Named region outline lines:
'''

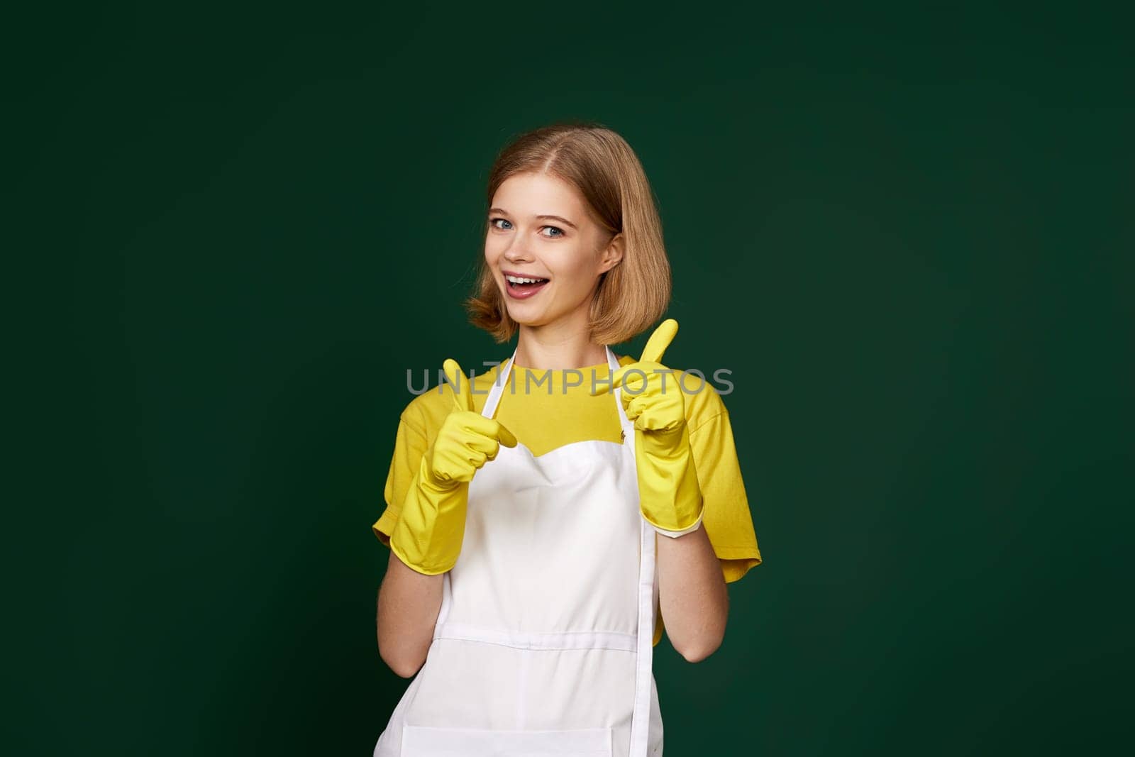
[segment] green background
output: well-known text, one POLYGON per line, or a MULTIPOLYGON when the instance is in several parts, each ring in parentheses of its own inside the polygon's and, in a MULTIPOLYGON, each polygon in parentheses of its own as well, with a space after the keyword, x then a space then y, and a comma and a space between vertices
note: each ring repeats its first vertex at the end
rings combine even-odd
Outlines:
POLYGON ((715 655, 657 648, 666 754, 1128 743, 1121 14, 9 22, 9 754, 370 754, 405 370, 507 355, 484 185, 561 118, 646 167, 765 558, 715 655))

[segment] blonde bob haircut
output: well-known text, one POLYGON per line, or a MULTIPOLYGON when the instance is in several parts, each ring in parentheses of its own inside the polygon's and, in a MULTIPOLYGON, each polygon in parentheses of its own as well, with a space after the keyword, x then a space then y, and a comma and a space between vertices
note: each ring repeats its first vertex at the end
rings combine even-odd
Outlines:
MULTIPOLYGON (((575 187, 612 237, 623 234, 623 259, 600 275, 591 301, 591 340, 620 344, 648 329, 666 312, 672 284, 662 219, 631 146, 598 124, 560 123, 521 134, 493 163, 486 209, 505 179, 523 173, 550 174, 575 187)), ((497 343, 516 333, 484 255, 465 309, 470 322, 497 343)))

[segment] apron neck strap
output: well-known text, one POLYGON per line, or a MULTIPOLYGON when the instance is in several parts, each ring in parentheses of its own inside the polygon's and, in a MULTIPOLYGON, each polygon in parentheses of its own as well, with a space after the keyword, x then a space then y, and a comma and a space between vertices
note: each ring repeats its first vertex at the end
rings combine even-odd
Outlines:
MULTIPOLYGON (((607 352, 607 368, 609 368, 611 372, 614 373, 620 368, 619 361, 615 359, 615 353, 611 351, 609 346, 604 346, 604 350, 607 352)), ((481 410, 481 414, 485 415, 485 418, 493 418, 496 414, 497 405, 501 404, 501 395, 504 394, 504 386, 508 382, 512 375, 512 364, 514 362, 516 362, 515 350, 513 351, 512 356, 499 365, 497 378, 493 381, 493 388, 489 389, 489 396, 485 399, 485 407, 481 410)), ((615 407, 619 409, 619 424, 622 427, 623 432, 630 437, 632 436, 631 429, 634 428, 634 424, 627 420, 627 412, 623 410, 622 392, 623 390, 619 388, 613 393, 615 395, 615 407)))

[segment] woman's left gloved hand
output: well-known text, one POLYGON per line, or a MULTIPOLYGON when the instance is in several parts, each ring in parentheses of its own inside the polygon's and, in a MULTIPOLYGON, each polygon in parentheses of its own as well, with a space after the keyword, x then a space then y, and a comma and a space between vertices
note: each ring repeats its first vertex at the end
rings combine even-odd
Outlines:
POLYGON ((634 422, 642 516, 669 537, 696 530, 703 515, 682 387, 678 371, 659 362, 675 334, 678 321, 672 318, 663 321, 650 335, 638 362, 620 368, 609 385, 600 385, 592 392, 622 387, 623 410, 627 419, 634 422))

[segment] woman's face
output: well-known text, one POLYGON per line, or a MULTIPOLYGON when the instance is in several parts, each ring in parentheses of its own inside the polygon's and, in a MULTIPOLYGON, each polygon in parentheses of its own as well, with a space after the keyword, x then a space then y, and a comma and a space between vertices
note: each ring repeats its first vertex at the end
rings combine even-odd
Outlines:
POLYGON ((522 326, 586 323, 599 275, 621 258, 622 235, 612 238, 575 188, 554 176, 515 174, 493 195, 485 262, 522 326))

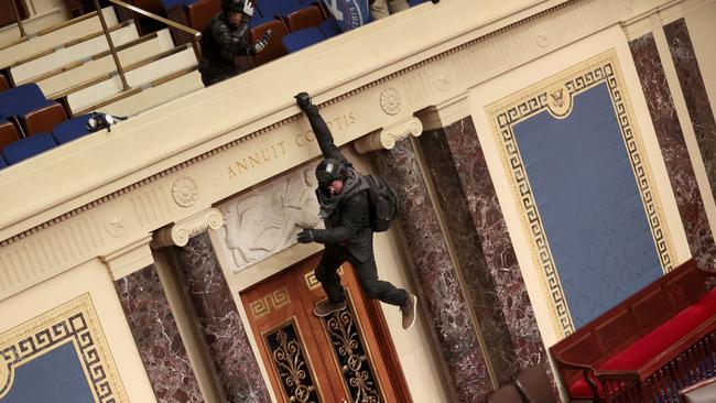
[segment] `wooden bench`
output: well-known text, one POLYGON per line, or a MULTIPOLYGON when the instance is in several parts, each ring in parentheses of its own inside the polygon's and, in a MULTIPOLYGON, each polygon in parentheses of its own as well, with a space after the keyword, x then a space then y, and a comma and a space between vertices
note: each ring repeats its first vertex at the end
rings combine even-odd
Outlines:
POLYGON ((679 401, 716 370, 713 273, 693 260, 550 348, 572 399, 679 401))

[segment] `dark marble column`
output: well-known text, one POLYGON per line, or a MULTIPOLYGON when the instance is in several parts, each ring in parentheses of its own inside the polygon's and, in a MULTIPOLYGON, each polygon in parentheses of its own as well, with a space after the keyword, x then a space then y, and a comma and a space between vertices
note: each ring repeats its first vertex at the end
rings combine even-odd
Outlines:
POLYGON ((544 345, 475 126, 465 118, 420 138, 463 277, 500 383, 541 362, 544 345))
MULTIPOLYGON (((671 187, 676 197, 676 205, 686 232, 688 248, 701 268, 714 268, 716 265, 716 244, 714 244, 714 237, 706 218, 706 209, 698 190, 696 175, 688 157, 686 141, 679 123, 679 117, 676 116, 676 109, 657 51, 654 37, 652 34, 643 35, 631 41, 629 46, 637 65, 641 88, 647 98, 649 113, 657 131, 659 146, 666 164, 671 187)), ((707 100, 706 104, 708 104, 707 100)), ((696 130, 696 127, 694 129, 696 130)), ((714 144, 716 144, 716 141, 712 139, 712 159, 715 157, 713 155, 714 144)), ((703 151, 704 148, 702 148, 703 151)))
POLYGON ((160 403, 204 402, 154 265, 115 282, 160 403))
POLYGON ((216 372, 229 402, 270 402, 246 329, 207 232, 175 248, 216 372))
POLYGON ((492 390, 455 266, 443 239, 410 141, 378 155, 380 171, 402 198, 401 229, 421 288, 420 304, 460 402, 484 402, 492 390))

'''

### INSTRUCTIONS TO FOLLOW
Output as a JSON list of strings, one per line and without blank lines, the part that opens with the line containing "[segment] woman's face" and closes with the line containing "POLYGON ((679 401, 716", both included. Omit the picture lines.

### RESPONSE TO THE TASK
[
  "[segment] woman's face",
  "output: well-known text, one POLYGON per line, or a MULTIPOLYGON when the instance is in several parts, each ring in parentheses of its own inside the polygon's and, in a MULTIPOLYGON, each polygon in parentheses of its own as well, with a space after the keyword, x then a space then y, and a comma and a space between vertices",
  "note: each ring repeats its first vertex at the end",
  "rings combine even-odd",
  "Outlines:",
  "POLYGON ((522 326, 586 323, 599 275, 621 258, 622 235, 612 238, 575 188, 554 176, 515 174, 493 195, 485 262, 522 326))",
  "[segment] `wooden bench`",
  "output: well-known text, one POLYGON per line, or a MULTIPOLYGON when the instance is in several parts, each ring in parentheses of its own inside the polygon's and, in a MULTIPOLYGON, each polygon in parentheses of its own as well, with a space after the keyword, x then a space then y, and a comma and a space between vertices",
  "note: each ring repeats its first vertex at the end",
  "rings combine even-odd",
  "Outlines:",
  "POLYGON ((679 401, 716 370, 713 273, 693 260, 550 348, 572 399, 679 401))"
]